Segmentation annotation records:
____

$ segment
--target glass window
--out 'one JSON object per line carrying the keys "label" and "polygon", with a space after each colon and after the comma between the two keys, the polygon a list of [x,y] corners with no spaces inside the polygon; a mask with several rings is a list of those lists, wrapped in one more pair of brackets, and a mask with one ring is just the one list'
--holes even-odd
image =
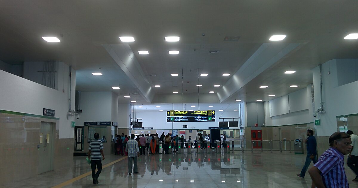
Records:
{"label": "glass window", "polygon": [[102,142],[107,142],[108,136],[107,126],[88,126],[88,134],[87,137],[88,142],[95,140],[94,135],[96,132],[100,134],[98,139],[102,140]]}

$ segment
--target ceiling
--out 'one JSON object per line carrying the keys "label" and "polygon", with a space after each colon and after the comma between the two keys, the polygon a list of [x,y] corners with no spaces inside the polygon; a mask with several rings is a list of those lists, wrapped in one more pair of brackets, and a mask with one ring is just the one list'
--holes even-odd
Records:
{"label": "ceiling", "polygon": [[[153,98],[150,96],[160,99],[163,95],[175,95],[175,91],[188,96],[222,92],[223,86],[263,44],[299,44],[269,67],[258,67],[261,71],[257,76],[221,100],[226,104],[235,99],[266,101],[312,83],[311,70],[319,64],[358,58],[358,40],[343,39],[347,33],[358,33],[357,8],[358,2],[353,0],[1,0],[0,60],[13,64],[62,61],[77,70],[77,90],[113,91],[121,97],[138,93],[138,102],[149,105]],[[268,40],[280,34],[287,37],[282,41]],[[57,37],[61,42],[47,43],[41,39],[45,36]],[[121,36],[133,36],[136,41],[122,43]],[[179,36],[180,40],[166,42],[166,36]],[[240,38],[224,41],[226,36]],[[138,73],[124,69],[104,47],[122,44],[128,45],[125,55],[135,63]],[[140,50],[149,54],[139,54]],[[179,54],[169,54],[169,50]],[[209,54],[211,50],[219,52]],[[91,74],[100,67],[103,76]],[[198,82],[198,69],[199,74],[209,74],[199,76]],[[289,69],[296,72],[283,74]],[[173,73],[179,76],[172,77]],[[223,73],[231,74],[224,77]],[[203,85],[198,91],[198,83]],[[154,87],[157,85],[161,87]],[[289,87],[292,85],[299,87]],[[111,88],[118,85],[118,91]],[[262,85],[269,87],[259,88]],[[276,96],[267,96],[270,94]]]}

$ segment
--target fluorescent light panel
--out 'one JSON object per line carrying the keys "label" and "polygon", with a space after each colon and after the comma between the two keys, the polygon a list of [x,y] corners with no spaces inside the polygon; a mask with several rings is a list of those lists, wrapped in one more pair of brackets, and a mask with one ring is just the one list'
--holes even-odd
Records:
{"label": "fluorescent light panel", "polygon": [[179,51],[176,50],[169,51],[169,54],[179,54]]}
{"label": "fluorescent light panel", "polygon": [[270,37],[269,40],[282,40],[286,37],[285,35],[273,35]]}
{"label": "fluorescent light panel", "polygon": [[164,40],[167,42],[177,42],[180,40],[179,37],[165,37]]}
{"label": "fluorescent light panel", "polygon": [[119,39],[122,42],[134,42],[134,38],[133,37],[120,37]]}
{"label": "fluorescent light panel", "polygon": [[344,39],[358,39],[358,33],[351,33],[343,38]]}
{"label": "fluorescent light panel", "polygon": [[139,54],[149,54],[149,52],[147,51],[138,51],[138,53]]}
{"label": "fluorescent light panel", "polygon": [[61,42],[60,39],[55,37],[44,37],[42,39],[48,42]]}

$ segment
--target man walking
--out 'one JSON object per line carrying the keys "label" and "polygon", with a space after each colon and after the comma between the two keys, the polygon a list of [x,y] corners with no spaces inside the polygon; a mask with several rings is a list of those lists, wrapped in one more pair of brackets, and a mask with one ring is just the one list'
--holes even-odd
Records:
{"label": "man walking", "polygon": [[348,188],[344,171],[344,155],[350,153],[352,140],[349,135],[336,132],[328,140],[330,147],[320,157],[308,173],[312,179],[312,187]]}
{"label": "man walking", "polygon": [[317,142],[316,138],[313,136],[313,131],[311,129],[307,130],[307,155],[306,157],[306,162],[305,165],[302,168],[300,174],[298,174],[297,176],[302,178],[305,177],[306,171],[308,169],[308,167],[311,164],[311,161],[313,162],[313,164],[317,162]]}
{"label": "man walking", "polygon": [[[88,158],[91,159],[91,167],[92,170],[92,179],[93,184],[98,184],[98,177],[102,171],[102,160],[105,160],[103,154],[103,144],[99,140],[100,134],[95,133],[95,140],[90,143],[88,146]],[[97,166],[97,173],[96,173],[96,167]]]}
{"label": "man walking", "polygon": [[352,146],[353,149],[349,154],[347,160],[347,165],[355,174],[355,178],[353,180],[354,182],[358,182],[358,136],[353,134],[353,131],[349,130],[347,134],[350,136],[352,140]]}
{"label": "man walking", "polygon": [[137,165],[137,158],[139,156],[139,149],[138,142],[134,140],[134,134],[131,135],[131,138],[127,142],[126,151],[128,152],[128,174],[132,174],[132,163],[133,165],[135,174],[138,174],[138,166]]}
{"label": "man walking", "polygon": [[143,155],[145,155],[145,137],[144,135],[142,134],[142,137],[139,139],[139,142],[140,143],[140,150],[139,150],[139,154],[141,155],[142,153]]}

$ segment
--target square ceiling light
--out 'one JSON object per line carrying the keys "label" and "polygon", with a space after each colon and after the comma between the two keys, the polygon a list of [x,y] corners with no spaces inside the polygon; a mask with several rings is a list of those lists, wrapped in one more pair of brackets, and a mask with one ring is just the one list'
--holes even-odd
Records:
{"label": "square ceiling light", "polygon": [[164,40],[167,42],[177,42],[180,39],[179,37],[165,37]]}
{"label": "square ceiling light", "polygon": [[169,51],[169,54],[179,54],[179,51],[176,50]]}
{"label": "square ceiling light", "polygon": [[282,40],[286,37],[285,35],[273,35],[270,37],[268,40],[272,40],[274,41],[277,40]]}
{"label": "square ceiling light", "polygon": [[147,51],[138,51],[138,53],[139,54],[149,54],[149,52]]}
{"label": "square ceiling light", "polygon": [[349,39],[358,39],[358,33],[351,33],[346,36],[343,38]]}
{"label": "square ceiling light", "polygon": [[134,37],[120,37],[119,39],[122,42],[134,42]]}
{"label": "square ceiling light", "polygon": [[42,39],[48,42],[61,42],[60,39],[55,37],[44,37]]}

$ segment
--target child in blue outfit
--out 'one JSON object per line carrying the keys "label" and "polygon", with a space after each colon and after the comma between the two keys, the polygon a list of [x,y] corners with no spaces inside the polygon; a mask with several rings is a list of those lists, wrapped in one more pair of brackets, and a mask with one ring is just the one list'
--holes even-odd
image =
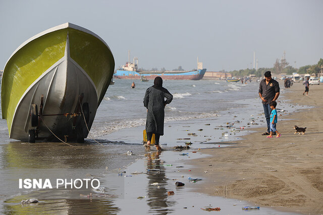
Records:
{"label": "child in blue outfit", "polygon": [[276,137],[279,137],[282,136],[282,134],[279,133],[276,129],[276,123],[277,123],[277,111],[276,110],[276,106],[277,105],[277,102],[275,101],[272,101],[269,105],[273,111],[272,111],[271,114],[271,134],[269,136],[267,136],[267,138],[273,137],[273,133],[275,132],[277,134]]}

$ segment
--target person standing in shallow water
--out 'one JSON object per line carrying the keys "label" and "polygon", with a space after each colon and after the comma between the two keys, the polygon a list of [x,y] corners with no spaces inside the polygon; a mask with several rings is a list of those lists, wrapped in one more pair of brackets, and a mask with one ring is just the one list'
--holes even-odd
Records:
{"label": "person standing in shallow water", "polygon": [[[272,78],[272,73],[267,71],[264,73],[264,79],[262,79],[259,86],[259,96],[262,101],[263,112],[267,122],[267,132],[262,135],[270,134],[271,113],[272,109],[270,104],[272,101],[276,101],[279,96],[279,84]],[[276,133],[273,134],[276,135]]]}
{"label": "person standing in shallow water", "polygon": [[306,93],[306,95],[308,95],[308,89],[309,88],[309,84],[308,83],[309,80],[309,78],[307,77],[307,78],[306,78],[306,80],[305,80],[305,83],[304,83],[304,84],[305,84],[305,91],[303,93],[303,95],[304,95],[305,92]]}
{"label": "person standing in shallow water", "polygon": [[[166,100],[165,100],[165,98]],[[159,145],[159,137],[164,135],[164,121],[165,106],[173,100],[173,95],[163,87],[163,79],[156,77],[153,85],[146,90],[143,98],[144,106],[147,109],[146,132],[147,148],[150,148],[152,134],[155,134],[155,146],[157,150],[162,150]]]}

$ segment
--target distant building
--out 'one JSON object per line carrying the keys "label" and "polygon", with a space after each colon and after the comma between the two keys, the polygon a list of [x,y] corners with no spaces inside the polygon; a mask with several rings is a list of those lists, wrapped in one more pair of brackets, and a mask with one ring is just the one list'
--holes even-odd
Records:
{"label": "distant building", "polygon": [[221,72],[205,72],[203,77],[203,79],[226,79],[232,77],[231,73]]}

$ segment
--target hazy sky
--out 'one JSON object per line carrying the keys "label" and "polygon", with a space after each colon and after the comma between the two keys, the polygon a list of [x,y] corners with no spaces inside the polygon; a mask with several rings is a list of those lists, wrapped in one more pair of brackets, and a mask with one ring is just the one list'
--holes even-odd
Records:
{"label": "hazy sky", "polygon": [[[0,0],[0,70],[22,42],[65,22],[98,35],[116,68],[131,58],[145,69],[208,71],[271,67],[323,58],[323,1]],[[252,65],[251,63],[252,63]]]}

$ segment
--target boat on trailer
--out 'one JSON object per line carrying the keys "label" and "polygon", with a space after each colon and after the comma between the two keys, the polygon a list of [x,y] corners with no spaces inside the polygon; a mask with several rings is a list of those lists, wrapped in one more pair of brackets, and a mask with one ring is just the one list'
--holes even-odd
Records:
{"label": "boat on trailer", "polygon": [[2,80],[10,138],[84,142],[114,67],[105,42],[71,23],[23,43],[7,62]]}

____

**EXERCISE REQUIREMENTS**
Pick out every line of the material that contains the word "water" and copy each of those lines.

**ANSWER TO THE TASK**
--target person standing in shallow water
{"label": "person standing in shallow water", "polygon": [[[272,78],[272,73],[267,71],[264,73],[264,79],[262,79],[259,86],[259,96],[262,101],[263,112],[267,122],[267,132],[262,135],[270,134],[271,113],[272,109],[270,104],[272,101],[276,101],[279,96],[279,84]],[[276,133],[273,134],[276,135]]]}
{"label": "person standing in shallow water", "polygon": [[306,93],[306,95],[308,95],[308,89],[309,88],[309,84],[308,83],[309,80],[309,78],[307,77],[307,78],[306,78],[306,80],[305,80],[305,83],[304,83],[304,84],[305,84],[305,91],[303,93],[303,95],[304,95],[305,92]]}
{"label": "person standing in shallow water", "polygon": [[[166,100],[165,100],[165,98]],[[159,145],[159,137],[164,135],[164,121],[165,106],[173,100],[173,95],[163,87],[163,79],[156,77],[153,85],[146,90],[143,98],[144,106],[147,109],[146,132],[147,148],[150,148],[152,134],[155,134],[155,146],[157,150],[162,150]]]}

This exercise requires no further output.